[EXERCISE INPUT start]

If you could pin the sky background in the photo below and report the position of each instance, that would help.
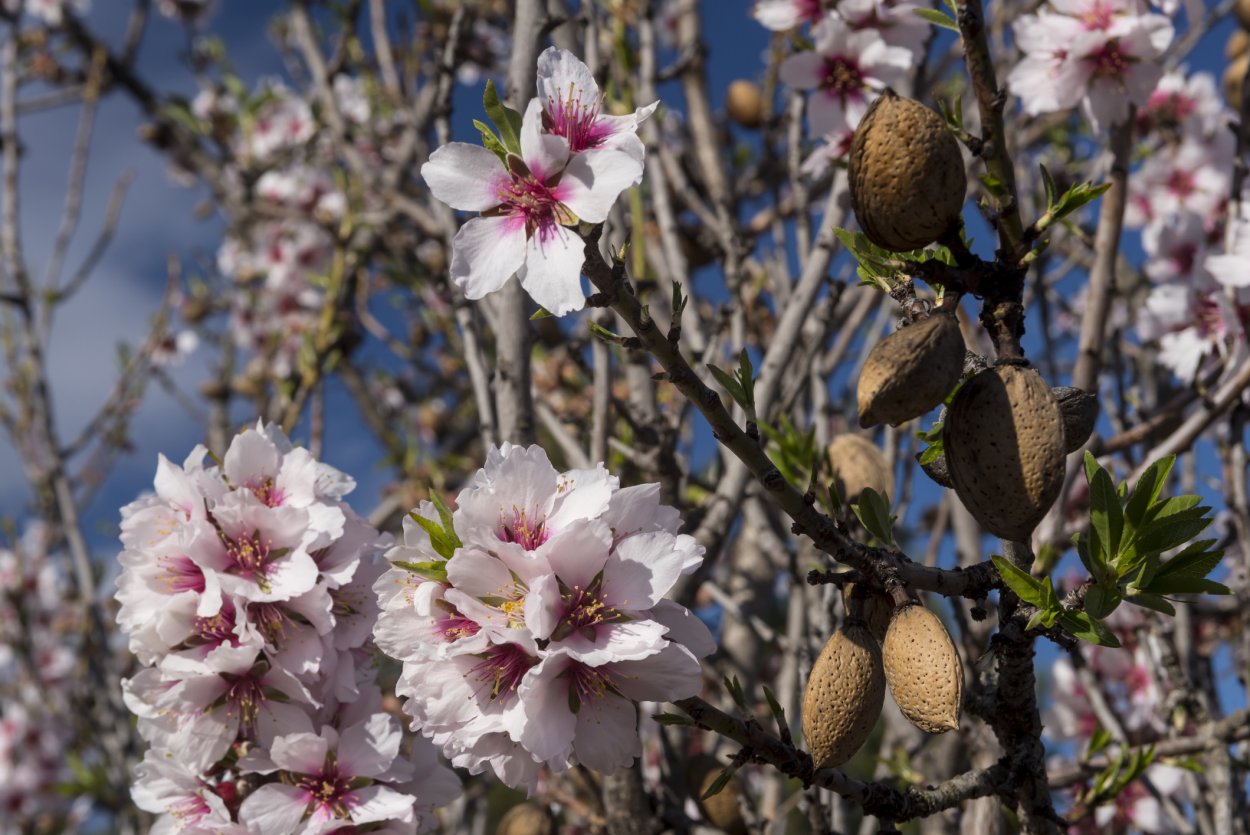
(118, 303)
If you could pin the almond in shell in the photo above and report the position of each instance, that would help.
(858, 464)
(844, 695)
(923, 669)
(1005, 445)
(906, 174)
(911, 370)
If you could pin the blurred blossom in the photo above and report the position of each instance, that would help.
(781, 15)
(185, 10)
(845, 71)
(50, 11)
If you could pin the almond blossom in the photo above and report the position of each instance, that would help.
(1100, 54)
(573, 109)
(531, 618)
(845, 71)
(783, 15)
(528, 211)
(246, 590)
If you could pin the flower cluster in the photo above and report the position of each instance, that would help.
(1099, 54)
(1198, 258)
(246, 593)
(861, 46)
(1128, 683)
(40, 644)
(569, 164)
(533, 618)
(50, 11)
(278, 263)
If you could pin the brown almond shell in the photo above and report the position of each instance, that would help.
(923, 669)
(910, 371)
(1005, 446)
(906, 174)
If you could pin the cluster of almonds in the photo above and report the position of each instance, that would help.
(913, 655)
(1006, 433)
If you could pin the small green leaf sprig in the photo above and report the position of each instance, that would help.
(1124, 553)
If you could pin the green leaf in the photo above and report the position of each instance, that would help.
(720, 783)
(730, 384)
(874, 513)
(1020, 581)
(490, 141)
(1095, 566)
(434, 570)
(1085, 628)
(1106, 515)
(938, 19)
(1180, 584)
(506, 120)
(1194, 561)
(1101, 600)
(1078, 196)
(673, 719)
(1049, 183)
(1151, 601)
(1099, 740)
(1148, 489)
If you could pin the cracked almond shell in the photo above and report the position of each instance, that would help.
(1005, 448)
(844, 695)
(911, 370)
(923, 669)
(906, 174)
(1079, 409)
(858, 464)
(526, 818)
(876, 610)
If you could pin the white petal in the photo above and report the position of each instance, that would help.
(486, 253)
(670, 674)
(274, 809)
(368, 749)
(553, 270)
(593, 181)
(465, 176)
(803, 71)
(544, 154)
(685, 628)
(608, 734)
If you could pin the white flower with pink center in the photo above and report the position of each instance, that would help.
(784, 15)
(1100, 54)
(588, 711)
(559, 575)
(1193, 175)
(1190, 325)
(169, 786)
(573, 109)
(1184, 104)
(845, 71)
(334, 780)
(528, 211)
(1176, 249)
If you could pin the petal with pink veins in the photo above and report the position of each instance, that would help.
(486, 253)
(465, 176)
(553, 269)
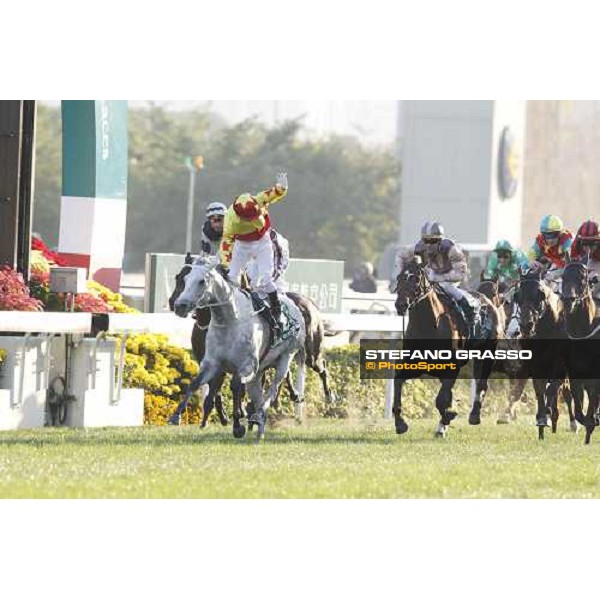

[EXERCISE INPUT end]

● **AIM**: Please copy every line of the data above word for word, leaving out the pictures.

● **COMPLETE RESPONSE**:
If you could pin the sky background in the photo below and report the position of each instance, that would help.
(118, 303)
If you could pin the almond in shell in the photo above and report the position of each instance, that would help.
(858, 464)
(844, 695)
(923, 669)
(1005, 445)
(906, 174)
(911, 370)
If you could pin the blurred blossom in the photo above and report the position of each instance, that would help.
(781, 15)
(185, 10)
(845, 71)
(50, 11)
If you could pin the almond blossom in the photo above and report the position of each instance, that would help.
(1100, 54)
(573, 109)
(531, 618)
(845, 71)
(783, 15)
(528, 211)
(246, 590)
If you could pin the flower cluster in the photo above and report the position of each instance, that would help.
(1099, 54)
(1198, 258)
(246, 593)
(861, 46)
(1128, 683)
(40, 644)
(569, 164)
(533, 618)
(50, 11)
(278, 263)
If you could pin the brown almond shell in the photo above and report the position of each instance, that would help.
(923, 669)
(910, 371)
(1005, 446)
(906, 174)
If you could pin the cluster of almonds in the photo above and report the position of each instance, that would help.
(913, 655)
(1006, 433)
If you could pin the small green leaf sprig in the photo above and report the position of each instance, that would help.
(1124, 553)
If you could pin the green leaf in the photo above and report the position of each instance, that would help.
(720, 783)
(730, 384)
(874, 513)
(1020, 581)
(490, 141)
(1095, 566)
(434, 570)
(1085, 628)
(1106, 515)
(938, 19)
(1180, 584)
(506, 120)
(1194, 561)
(1101, 600)
(1078, 196)
(673, 719)
(1049, 183)
(1151, 601)
(1099, 740)
(1148, 489)
If you could pin the cracked almond shell in the photo above and report the position of each instance, that would help.
(1005, 448)
(844, 695)
(911, 370)
(923, 669)
(906, 174)
(1079, 409)
(858, 464)
(526, 818)
(876, 610)
If you could pin the white petal in the photo above and report the position of each instance, that would help.
(486, 253)
(670, 674)
(274, 809)
(368, 749)
(553, 270)
(593, 181)
(465, 176)
(803, 71)
(544, 154)
(685, 628)
(608, 734)
If you could pin the white flower with pink center in the photo above and report the position of each instance, that would help.
(784, 15)
(1100, 54)
(588, 711)
(559, 575)
(1193, 175)
(1190, 325)
(169, 786)
(573, 109)
(1184, 104)
(845, 71)
(334, 780)
(528, 211)
(1176, 249)
If you could pin the petal with pink veins in the photo above and report the position of each instance, that would help.
(486, 253)
(465, 176)
(553, 269)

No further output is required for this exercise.